Material >>
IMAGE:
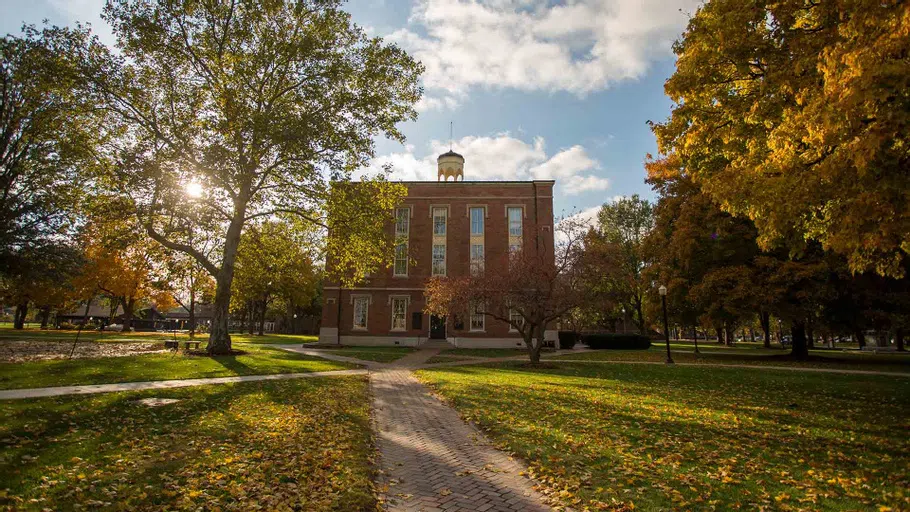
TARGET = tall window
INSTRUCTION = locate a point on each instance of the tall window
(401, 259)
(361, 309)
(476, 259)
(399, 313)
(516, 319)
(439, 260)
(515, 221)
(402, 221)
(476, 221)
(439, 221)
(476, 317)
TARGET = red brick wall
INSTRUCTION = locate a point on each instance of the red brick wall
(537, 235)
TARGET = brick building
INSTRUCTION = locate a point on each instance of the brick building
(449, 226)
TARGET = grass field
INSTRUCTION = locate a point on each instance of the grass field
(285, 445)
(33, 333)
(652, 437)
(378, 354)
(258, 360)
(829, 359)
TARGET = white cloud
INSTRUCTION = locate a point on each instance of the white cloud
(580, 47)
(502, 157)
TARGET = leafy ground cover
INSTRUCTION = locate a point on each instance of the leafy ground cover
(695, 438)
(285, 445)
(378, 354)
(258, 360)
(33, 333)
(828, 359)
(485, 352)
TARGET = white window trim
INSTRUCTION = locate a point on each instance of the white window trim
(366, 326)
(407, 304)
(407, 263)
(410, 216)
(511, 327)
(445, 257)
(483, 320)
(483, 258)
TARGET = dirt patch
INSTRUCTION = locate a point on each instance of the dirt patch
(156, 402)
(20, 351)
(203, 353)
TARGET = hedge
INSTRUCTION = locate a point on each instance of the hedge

---

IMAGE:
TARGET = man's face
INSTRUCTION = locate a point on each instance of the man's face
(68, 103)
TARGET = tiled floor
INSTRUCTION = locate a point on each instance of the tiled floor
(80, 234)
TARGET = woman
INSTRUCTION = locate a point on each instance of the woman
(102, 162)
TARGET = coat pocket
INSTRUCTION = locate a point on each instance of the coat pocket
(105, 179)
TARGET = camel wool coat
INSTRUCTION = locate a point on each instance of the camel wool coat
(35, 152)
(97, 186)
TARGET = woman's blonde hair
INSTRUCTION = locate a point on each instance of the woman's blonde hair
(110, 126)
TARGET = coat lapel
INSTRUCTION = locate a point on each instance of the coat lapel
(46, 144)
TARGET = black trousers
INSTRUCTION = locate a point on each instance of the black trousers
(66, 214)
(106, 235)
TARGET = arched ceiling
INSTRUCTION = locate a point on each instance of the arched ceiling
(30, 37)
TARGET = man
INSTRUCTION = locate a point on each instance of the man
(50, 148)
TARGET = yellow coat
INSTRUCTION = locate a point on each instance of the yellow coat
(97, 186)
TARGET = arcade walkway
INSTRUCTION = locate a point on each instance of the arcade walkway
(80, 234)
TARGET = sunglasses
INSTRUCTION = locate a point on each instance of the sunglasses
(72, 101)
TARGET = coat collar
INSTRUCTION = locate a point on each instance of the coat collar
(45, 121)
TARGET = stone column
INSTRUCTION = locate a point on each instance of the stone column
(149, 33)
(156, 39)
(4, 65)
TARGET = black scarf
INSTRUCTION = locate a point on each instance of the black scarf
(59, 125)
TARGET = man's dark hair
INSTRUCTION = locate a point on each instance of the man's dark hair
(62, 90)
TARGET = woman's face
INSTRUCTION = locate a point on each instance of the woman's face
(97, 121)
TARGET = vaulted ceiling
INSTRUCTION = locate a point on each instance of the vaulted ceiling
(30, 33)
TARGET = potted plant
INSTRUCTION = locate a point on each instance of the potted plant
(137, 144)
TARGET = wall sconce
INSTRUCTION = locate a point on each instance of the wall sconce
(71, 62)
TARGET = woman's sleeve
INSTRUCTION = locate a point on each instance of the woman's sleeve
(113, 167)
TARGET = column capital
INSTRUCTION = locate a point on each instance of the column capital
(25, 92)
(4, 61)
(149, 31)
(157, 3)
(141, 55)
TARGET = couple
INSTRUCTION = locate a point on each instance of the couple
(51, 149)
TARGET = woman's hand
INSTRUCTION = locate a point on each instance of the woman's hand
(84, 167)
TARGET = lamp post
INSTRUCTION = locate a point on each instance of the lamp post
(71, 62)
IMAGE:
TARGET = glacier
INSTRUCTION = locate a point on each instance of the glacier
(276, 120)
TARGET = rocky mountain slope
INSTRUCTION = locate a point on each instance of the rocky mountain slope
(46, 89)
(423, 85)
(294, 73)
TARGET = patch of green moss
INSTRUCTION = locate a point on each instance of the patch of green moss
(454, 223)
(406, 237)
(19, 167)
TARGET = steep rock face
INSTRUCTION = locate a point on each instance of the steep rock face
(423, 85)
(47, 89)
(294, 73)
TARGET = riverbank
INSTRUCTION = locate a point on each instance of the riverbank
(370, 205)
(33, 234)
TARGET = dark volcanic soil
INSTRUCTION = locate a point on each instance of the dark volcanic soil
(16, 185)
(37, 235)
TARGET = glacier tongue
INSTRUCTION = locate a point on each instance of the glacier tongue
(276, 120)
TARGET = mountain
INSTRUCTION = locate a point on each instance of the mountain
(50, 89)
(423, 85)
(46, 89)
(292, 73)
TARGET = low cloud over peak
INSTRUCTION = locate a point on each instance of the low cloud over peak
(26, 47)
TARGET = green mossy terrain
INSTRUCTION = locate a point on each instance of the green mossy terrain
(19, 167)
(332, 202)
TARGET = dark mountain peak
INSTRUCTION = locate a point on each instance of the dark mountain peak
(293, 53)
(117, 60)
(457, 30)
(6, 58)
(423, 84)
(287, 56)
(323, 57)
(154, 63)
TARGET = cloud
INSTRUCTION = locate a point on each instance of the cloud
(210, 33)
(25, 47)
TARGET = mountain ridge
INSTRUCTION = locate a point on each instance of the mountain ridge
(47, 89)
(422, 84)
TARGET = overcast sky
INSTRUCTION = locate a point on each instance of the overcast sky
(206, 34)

Work to do >> Pick out every line in the material that contains the string "building" and copy each one. Case counts.

Solution below >>
TARGET = brick building
INSTRUCTION = locate a point on each instance of the brick building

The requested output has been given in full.